▸ WHAT IS EXPECTED
Going through the entries below, copy out each line that contains "patch".
[INFORMATION SHOWN Boundary: Start]
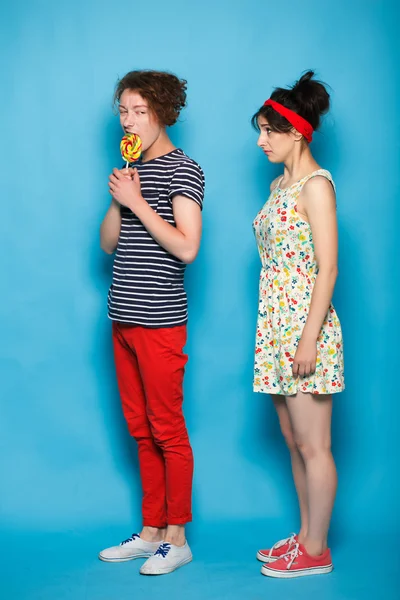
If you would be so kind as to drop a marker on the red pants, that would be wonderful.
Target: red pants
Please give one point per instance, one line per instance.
(150, 365)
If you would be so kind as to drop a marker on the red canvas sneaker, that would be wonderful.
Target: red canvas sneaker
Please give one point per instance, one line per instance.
(279, 549)
(297, 563)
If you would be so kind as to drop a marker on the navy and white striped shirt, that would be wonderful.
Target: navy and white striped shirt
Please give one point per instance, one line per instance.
(147, 287)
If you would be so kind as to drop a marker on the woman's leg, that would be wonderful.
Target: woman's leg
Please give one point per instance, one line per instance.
(298, 466)
(310, 417)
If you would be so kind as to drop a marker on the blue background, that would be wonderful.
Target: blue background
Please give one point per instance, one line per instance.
(68, 467)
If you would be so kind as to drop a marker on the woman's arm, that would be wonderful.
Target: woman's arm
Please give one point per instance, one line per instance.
(318, 203)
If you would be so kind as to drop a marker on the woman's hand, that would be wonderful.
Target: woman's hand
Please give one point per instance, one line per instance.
(125, 187)
(305, 359)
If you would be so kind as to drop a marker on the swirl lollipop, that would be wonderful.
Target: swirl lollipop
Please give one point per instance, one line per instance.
(131, 148)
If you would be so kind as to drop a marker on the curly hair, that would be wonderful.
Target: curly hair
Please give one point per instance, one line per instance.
(165, 93)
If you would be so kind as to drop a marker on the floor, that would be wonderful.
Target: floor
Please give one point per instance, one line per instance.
(61, 566)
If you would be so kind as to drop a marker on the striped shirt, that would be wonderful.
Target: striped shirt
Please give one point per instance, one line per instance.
(147, 287)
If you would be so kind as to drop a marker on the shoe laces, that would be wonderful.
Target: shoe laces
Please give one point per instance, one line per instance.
(290, 540)
(291, 556)
(163, 550)
(131, 539)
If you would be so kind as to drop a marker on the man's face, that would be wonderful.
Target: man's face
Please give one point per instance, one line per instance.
(136, 117)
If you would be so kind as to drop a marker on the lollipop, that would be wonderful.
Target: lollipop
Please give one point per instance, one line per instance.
(131, 148)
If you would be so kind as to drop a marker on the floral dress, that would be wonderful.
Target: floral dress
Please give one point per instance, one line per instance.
(287, 279)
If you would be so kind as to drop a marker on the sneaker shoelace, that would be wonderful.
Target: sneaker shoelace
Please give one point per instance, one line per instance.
(131, 539)
(291, 556)
(163, 550)
(290, 540)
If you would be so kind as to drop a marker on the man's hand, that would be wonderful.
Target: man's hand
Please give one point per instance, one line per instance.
(124, 186)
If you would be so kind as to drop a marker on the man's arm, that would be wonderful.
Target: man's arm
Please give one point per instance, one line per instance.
(110, 228)
(182, 241)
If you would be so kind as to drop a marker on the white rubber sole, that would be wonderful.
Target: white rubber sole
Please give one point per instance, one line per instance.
(167, 569)
(288, 574)
(126, 558)
(266, 559)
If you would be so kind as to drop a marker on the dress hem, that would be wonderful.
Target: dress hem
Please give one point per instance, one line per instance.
(260, 390)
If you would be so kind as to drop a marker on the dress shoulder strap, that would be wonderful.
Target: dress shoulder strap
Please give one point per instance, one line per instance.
(319, 173)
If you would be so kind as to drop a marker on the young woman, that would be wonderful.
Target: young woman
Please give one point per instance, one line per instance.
(154, 224)
(299, 348)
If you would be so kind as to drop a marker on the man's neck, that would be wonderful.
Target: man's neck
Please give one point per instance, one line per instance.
(161, 146)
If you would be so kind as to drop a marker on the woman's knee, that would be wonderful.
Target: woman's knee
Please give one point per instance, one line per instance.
(310, 449)
(288, 436)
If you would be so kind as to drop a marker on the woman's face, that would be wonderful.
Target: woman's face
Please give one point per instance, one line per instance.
(136, 116)
(277, 146)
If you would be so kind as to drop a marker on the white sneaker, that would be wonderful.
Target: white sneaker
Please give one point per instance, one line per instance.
(133, 547)
(168, 558)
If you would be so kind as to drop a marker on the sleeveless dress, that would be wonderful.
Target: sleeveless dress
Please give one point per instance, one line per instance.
(287, 279)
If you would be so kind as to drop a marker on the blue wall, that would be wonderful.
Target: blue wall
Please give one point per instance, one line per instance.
(65, 455)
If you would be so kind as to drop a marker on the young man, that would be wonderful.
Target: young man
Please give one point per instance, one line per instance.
(154, 224)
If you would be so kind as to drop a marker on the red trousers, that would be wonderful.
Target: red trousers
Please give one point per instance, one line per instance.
(150, 366)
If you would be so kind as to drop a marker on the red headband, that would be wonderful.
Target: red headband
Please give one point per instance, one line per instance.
(302, 126)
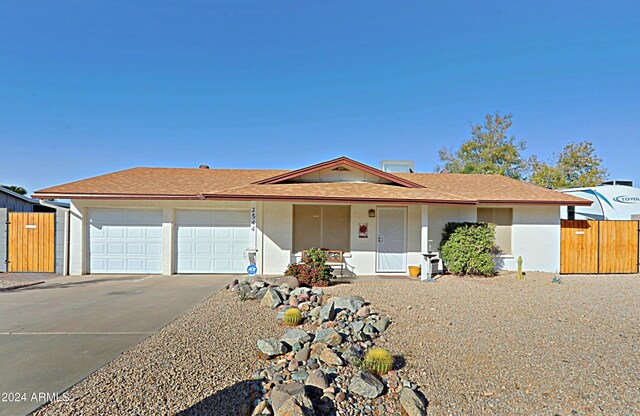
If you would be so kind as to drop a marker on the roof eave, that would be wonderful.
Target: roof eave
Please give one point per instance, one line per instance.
(335, 162)
(116, 196)
(543, 202)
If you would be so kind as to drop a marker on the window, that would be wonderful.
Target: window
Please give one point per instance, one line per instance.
(321, 226)
(503, 219)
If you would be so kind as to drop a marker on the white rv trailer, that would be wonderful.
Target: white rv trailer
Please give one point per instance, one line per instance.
(613, 200)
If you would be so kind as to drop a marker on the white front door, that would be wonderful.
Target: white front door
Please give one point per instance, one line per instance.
(212, 241)
(392, 240)
(125, 241)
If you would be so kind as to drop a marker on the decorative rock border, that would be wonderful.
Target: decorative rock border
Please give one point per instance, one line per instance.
(316, 368)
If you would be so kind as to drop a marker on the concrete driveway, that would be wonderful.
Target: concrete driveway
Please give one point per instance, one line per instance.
(55, 334)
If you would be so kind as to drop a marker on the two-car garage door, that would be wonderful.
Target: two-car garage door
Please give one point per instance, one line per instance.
(125, 241)
(130, 241)
(212, 241)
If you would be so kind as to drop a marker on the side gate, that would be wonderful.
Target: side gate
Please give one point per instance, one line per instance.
(31, 242)
(590, 247)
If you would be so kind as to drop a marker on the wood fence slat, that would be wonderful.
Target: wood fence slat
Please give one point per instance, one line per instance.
(31, 242)
(599, 246)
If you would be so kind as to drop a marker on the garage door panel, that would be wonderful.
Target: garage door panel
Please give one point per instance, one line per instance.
(125, 241)
(212, 241)
(154, 249)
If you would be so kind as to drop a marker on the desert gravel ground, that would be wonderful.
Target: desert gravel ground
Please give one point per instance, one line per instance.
(507, 347)
(195, 365)
(476, 346)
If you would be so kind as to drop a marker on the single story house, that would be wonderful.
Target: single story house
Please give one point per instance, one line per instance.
(167, 221)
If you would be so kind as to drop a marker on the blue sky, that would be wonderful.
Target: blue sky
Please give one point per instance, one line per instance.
(90, 87)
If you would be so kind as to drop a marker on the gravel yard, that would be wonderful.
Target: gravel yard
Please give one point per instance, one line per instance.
(502, 346)
(476, 346)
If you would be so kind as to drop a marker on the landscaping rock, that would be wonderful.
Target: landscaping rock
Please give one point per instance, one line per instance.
(271, 347)
(299, 375)
(382, 324)
(411, 403)
(290, 281)
(330, 357)
(317, 379)
(283, 392)
(271, 298)
(293, 336)
(351, 303)
(296, 406)
(363, 312)
(329, 336)
(366, 385)
(303, 354)
(328, 312)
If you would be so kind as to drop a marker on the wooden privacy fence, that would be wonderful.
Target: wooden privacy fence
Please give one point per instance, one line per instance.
(31, 242)
(590, 247)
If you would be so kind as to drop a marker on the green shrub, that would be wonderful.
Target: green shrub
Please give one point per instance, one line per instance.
(467, 247)
(378, 360)
(314, 271)
(292, 317)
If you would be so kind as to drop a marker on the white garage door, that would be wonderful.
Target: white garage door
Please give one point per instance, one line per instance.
(212, 241)
(125, 241)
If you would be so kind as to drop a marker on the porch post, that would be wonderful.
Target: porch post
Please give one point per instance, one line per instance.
(424, 239)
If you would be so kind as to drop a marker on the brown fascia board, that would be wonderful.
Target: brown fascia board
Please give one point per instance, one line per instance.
(390, 201)
(586, 203)
(117, 196)
(334, 162)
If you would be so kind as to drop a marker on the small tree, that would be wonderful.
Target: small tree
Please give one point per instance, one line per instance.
(577, 165)
(467, 247)
(489, 150)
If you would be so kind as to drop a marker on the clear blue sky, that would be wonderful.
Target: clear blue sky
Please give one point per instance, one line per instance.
(89, 87)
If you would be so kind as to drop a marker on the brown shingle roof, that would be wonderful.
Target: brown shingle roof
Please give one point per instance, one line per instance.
(224, 184)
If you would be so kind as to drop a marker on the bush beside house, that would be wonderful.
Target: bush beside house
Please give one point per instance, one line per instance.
(313, 271)
(468, 248)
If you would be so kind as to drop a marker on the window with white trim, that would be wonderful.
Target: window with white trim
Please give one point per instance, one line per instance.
(321, 226)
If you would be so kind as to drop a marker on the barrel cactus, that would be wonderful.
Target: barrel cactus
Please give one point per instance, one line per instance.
(292, 317)
(378, 360)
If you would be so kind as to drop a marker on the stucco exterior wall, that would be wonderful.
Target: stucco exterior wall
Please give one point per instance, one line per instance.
(14, 204)
(535, 233)
(3, 240)
(535, 237)
(275, 237)
(61, 220)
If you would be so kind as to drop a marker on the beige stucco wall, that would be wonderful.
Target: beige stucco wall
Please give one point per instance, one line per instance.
(535, 237)
(536, 233)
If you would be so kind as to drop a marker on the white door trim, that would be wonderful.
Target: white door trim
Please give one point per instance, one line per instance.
(404, 242)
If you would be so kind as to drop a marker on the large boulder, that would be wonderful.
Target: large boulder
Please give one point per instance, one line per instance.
(317, 379)
(366, 385)
(328, 312)
(412, 403)
(296, 406)
(328, 336)
(293, 336)
(351, 303)
(330, 357)
(271, 347)
(290, 399)
(382, 324)
(271, 298)
(290, 281)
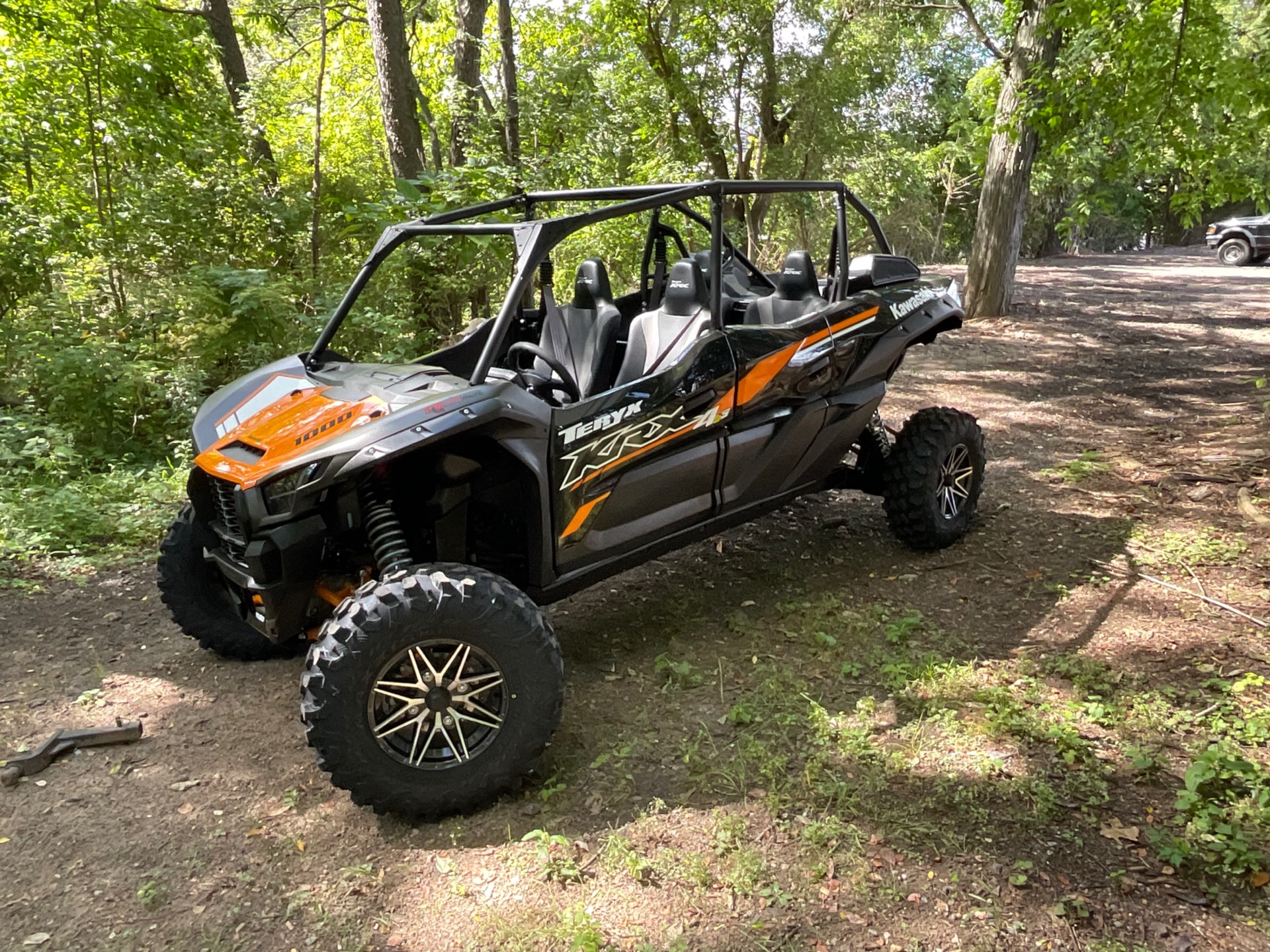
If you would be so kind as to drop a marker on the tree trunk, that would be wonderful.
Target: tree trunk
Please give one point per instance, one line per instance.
(990, 278)
(316, 233)
(220, 24)
(511, 95)
(397, 88)
(468, 44)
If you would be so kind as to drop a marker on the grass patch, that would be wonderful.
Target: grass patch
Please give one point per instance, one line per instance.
(1087, 463)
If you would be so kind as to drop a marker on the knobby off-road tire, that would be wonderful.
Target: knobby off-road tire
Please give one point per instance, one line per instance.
(402, 630)
(198, 601)
(1236, 252)
(934, 477)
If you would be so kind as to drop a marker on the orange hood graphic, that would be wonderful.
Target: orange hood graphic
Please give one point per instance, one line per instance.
(282, 432)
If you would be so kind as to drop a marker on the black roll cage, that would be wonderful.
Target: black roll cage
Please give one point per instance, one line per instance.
(535, 238)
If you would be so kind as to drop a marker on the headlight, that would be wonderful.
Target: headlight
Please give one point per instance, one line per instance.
(280, 493)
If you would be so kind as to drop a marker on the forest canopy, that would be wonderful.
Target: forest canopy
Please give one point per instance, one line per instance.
(187, 190)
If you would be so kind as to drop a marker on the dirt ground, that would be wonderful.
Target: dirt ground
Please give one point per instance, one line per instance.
(689, 783)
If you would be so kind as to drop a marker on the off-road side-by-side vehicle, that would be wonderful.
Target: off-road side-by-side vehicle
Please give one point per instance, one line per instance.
(408, 518)
(1240, 241)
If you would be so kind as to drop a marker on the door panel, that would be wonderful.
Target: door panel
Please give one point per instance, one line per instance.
(640, 461)
(788, 375)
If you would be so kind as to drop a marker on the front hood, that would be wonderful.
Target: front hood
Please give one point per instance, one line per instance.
(282, 416)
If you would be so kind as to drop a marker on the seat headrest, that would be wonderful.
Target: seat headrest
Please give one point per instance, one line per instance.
(591, 285)
(796, 278)
(685, 290)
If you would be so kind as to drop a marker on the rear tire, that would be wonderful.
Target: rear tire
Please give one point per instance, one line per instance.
(418, 749)
(934, 477)
(1235, 252)
(198, 600)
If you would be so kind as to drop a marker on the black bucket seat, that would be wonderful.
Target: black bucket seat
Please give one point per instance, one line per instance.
(583, 335)
(796, 294)
(658, 338)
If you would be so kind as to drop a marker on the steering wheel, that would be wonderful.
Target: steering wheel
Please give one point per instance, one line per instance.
(566, 383)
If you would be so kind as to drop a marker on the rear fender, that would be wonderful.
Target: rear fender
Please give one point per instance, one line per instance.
(919, 328)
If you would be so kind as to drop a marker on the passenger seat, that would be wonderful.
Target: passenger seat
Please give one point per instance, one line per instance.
(583, 335)
(796, 294)
(658, 338)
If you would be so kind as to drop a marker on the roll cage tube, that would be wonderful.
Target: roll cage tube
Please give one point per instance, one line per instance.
(536, 238)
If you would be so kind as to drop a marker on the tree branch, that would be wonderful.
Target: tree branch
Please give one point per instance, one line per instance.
(980, 31)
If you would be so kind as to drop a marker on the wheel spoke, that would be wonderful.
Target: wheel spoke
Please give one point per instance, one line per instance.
(462, 716)
(427, 744)
(404, 699)
(381, 725)
(425, 659)
(483, 688)
(459, 670)
(448, 740)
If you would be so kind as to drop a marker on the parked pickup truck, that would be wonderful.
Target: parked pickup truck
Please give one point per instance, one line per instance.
(1241, 240)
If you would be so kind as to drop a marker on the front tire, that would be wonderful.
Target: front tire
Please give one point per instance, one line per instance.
(934, 477)
(433, 692)
(200, 601)
(1235, 252)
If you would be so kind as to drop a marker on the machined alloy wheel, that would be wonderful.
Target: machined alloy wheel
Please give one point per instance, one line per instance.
(432, 692)
(934, 477)
(1236, 252)
(956, 477)
(439, 703)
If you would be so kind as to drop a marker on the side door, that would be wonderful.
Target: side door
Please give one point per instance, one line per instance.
(640, 461)
(784, 375)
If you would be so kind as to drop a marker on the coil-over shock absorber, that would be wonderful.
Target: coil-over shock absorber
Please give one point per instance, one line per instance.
(384, 528)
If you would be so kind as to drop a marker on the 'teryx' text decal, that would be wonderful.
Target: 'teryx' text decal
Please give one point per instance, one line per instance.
(601, 423)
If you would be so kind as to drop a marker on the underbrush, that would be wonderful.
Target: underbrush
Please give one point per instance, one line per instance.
(865, 717)
(66, 522)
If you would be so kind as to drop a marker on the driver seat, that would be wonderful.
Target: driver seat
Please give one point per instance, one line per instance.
(796, 294)
(583, 334)
(658, 338)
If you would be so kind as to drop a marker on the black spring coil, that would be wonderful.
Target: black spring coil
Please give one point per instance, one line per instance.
(384, 530)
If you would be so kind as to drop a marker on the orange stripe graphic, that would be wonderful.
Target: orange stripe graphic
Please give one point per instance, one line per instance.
(766, 370)
(581, 516)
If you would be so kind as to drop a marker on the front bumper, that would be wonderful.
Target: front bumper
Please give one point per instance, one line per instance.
(275, 568)
(276, 575)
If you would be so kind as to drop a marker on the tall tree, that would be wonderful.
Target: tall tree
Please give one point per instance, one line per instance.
(468, 48)
(398, 88)
(999, 227)
(511, 95)
(220, 24)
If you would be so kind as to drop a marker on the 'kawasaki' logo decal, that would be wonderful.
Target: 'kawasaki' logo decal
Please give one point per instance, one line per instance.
(916, 301)
(601, 423)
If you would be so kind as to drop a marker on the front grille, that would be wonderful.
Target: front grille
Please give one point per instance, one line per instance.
(226, 510)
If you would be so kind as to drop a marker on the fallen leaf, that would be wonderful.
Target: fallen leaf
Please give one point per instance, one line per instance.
(1117, 830)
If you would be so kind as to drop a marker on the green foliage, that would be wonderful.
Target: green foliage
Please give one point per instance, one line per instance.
(1223, 814)
(1089, 462)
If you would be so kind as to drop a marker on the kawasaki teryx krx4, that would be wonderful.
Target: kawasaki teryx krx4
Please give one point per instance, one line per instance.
(405, 520)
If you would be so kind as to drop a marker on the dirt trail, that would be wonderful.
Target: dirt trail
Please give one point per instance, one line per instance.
(218, 832)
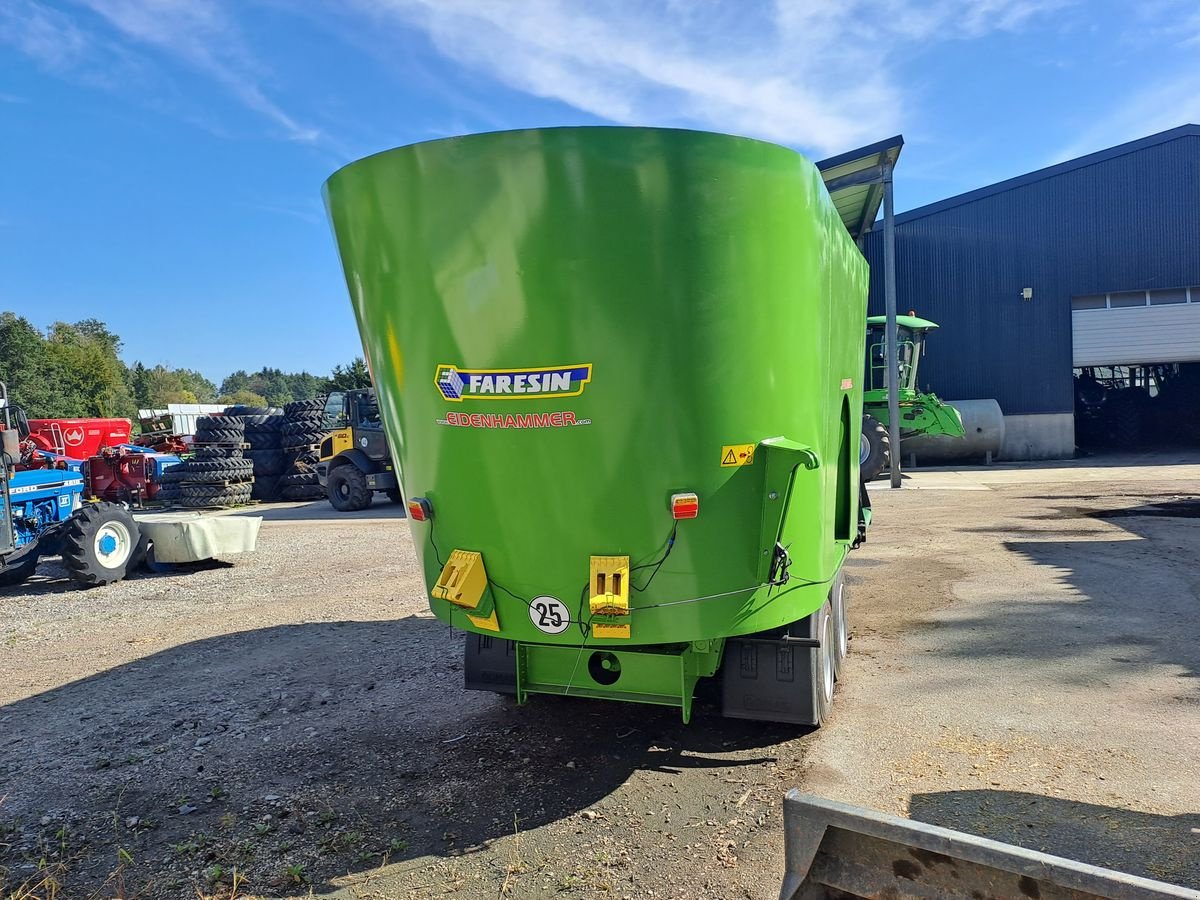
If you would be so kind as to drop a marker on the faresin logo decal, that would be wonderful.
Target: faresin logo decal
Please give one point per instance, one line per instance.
(459, 384)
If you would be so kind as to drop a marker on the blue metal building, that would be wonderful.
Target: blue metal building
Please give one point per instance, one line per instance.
[INFORMATION SHOWN Boundary: End]
▸ REPLY TO THE EXERCISE
If you would be so kind as to drop a marker on the grass patch, that would be wonderful.
Target: grass patch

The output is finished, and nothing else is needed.